Work required:
Beginning at the top of the material, repeat each line exactly, and stop once the line with "the transparent wing" has been written.

◇ ◇ ◇ ◇ ◇ ◇ ◇

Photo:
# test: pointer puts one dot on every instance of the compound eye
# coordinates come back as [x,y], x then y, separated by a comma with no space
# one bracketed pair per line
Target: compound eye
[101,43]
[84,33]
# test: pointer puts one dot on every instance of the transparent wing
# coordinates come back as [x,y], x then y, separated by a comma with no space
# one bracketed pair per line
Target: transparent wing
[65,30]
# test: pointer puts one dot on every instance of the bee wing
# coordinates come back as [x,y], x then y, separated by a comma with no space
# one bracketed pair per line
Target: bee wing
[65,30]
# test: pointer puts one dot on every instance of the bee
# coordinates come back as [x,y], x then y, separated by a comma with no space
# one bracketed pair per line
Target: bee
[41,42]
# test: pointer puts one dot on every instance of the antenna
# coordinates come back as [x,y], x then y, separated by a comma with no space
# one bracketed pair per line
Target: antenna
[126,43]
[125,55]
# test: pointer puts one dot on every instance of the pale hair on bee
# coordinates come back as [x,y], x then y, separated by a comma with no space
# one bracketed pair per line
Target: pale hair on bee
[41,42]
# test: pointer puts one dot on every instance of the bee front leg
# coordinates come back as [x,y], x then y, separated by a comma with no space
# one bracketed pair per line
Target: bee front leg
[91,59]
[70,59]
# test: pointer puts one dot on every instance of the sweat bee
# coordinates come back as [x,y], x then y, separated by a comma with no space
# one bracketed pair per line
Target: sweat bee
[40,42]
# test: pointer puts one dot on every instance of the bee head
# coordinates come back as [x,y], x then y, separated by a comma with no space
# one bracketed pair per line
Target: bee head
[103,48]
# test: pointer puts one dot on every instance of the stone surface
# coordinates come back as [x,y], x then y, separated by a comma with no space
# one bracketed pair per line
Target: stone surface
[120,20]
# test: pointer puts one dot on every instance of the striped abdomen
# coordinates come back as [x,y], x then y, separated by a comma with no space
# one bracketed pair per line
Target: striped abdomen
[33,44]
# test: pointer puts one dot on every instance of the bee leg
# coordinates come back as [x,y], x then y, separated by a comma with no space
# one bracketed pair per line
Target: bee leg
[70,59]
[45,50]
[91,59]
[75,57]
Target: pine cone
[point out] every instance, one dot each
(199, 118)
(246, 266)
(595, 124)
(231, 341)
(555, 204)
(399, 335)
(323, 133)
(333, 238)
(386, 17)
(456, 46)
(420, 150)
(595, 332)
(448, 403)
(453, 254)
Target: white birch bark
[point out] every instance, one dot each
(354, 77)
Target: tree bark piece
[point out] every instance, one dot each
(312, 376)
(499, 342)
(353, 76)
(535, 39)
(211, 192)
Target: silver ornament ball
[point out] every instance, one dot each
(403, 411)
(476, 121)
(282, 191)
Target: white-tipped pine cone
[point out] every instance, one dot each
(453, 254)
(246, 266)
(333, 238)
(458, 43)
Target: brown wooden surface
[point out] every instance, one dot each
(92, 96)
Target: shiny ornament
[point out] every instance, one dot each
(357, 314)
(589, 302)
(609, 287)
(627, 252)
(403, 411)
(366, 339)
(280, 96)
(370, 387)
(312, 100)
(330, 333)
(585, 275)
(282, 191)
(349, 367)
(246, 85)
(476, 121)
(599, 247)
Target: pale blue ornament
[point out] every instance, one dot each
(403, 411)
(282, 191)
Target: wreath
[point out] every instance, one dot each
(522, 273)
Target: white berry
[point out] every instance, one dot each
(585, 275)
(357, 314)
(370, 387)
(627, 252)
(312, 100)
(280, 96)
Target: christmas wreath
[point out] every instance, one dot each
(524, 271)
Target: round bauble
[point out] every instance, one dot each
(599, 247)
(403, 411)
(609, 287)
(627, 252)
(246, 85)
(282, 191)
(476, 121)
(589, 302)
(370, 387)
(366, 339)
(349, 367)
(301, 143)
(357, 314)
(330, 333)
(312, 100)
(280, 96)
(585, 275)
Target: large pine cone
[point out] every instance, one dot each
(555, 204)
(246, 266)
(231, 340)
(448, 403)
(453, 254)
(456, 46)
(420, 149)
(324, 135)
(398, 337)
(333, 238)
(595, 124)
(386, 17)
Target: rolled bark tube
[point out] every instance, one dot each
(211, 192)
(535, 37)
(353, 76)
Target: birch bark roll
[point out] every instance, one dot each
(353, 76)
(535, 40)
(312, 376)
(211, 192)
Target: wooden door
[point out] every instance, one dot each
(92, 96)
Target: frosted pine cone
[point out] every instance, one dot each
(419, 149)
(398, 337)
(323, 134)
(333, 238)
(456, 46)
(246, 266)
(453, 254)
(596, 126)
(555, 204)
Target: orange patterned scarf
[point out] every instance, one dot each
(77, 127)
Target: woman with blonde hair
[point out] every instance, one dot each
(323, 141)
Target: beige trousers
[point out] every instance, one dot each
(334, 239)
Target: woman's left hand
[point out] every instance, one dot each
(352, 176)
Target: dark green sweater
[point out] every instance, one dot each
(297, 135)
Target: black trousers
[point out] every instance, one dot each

◇ ◇ ◇ ◇ ◇ ◇ ◇

Solution:
Photo:
# test: pointer puts one dot on every instance of the compound eye
# coordinates come back as [x,y], x then y, separated by a comma with no space
# one bracketed pair per line
Target: compound eye
[101,43]
[84,33]
# test: pointer puts one dot on every instance of the transparent wing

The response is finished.